++++ Data for this exercise ++++

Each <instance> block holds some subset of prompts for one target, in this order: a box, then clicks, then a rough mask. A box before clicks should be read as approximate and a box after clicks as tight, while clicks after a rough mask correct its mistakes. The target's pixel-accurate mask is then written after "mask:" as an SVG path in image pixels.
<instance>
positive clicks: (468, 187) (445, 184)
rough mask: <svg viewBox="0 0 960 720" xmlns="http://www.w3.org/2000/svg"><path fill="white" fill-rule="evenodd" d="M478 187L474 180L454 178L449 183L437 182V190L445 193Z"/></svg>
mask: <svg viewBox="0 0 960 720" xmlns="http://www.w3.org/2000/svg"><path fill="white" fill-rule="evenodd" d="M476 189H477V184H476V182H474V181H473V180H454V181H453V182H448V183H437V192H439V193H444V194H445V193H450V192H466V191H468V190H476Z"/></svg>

++++
++++ Data for this exercise ++++

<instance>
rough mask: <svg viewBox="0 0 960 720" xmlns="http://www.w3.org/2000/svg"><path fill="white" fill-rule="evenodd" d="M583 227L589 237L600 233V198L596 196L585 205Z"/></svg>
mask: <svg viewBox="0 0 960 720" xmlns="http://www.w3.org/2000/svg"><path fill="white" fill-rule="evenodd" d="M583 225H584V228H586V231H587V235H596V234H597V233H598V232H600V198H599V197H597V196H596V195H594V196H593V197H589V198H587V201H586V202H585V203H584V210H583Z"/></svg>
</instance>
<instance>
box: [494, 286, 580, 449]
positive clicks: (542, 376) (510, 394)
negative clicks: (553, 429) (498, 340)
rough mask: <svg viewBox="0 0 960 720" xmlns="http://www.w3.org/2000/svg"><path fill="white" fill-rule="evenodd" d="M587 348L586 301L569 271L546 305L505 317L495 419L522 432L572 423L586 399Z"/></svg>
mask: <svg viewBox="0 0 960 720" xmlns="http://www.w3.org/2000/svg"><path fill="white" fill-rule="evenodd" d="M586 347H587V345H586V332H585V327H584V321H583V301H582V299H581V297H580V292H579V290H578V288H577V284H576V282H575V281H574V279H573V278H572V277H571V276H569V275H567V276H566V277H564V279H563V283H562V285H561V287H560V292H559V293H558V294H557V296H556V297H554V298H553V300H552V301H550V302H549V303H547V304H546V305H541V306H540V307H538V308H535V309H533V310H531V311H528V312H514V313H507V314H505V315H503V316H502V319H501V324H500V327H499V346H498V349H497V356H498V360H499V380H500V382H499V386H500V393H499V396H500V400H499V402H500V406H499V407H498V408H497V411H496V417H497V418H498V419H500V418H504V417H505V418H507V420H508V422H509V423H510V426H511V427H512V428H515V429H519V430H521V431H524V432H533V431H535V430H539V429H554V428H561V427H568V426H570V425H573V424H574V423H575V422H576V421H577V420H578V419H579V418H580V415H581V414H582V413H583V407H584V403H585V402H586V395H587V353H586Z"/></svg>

++++

Pull out each line of the material above that contains the string "positive", treating uppercase and lowercase letters as different.

• Solution
positive clicks: (468, 187) (445, 184)
positive clicks: (542, 376) (510, 394)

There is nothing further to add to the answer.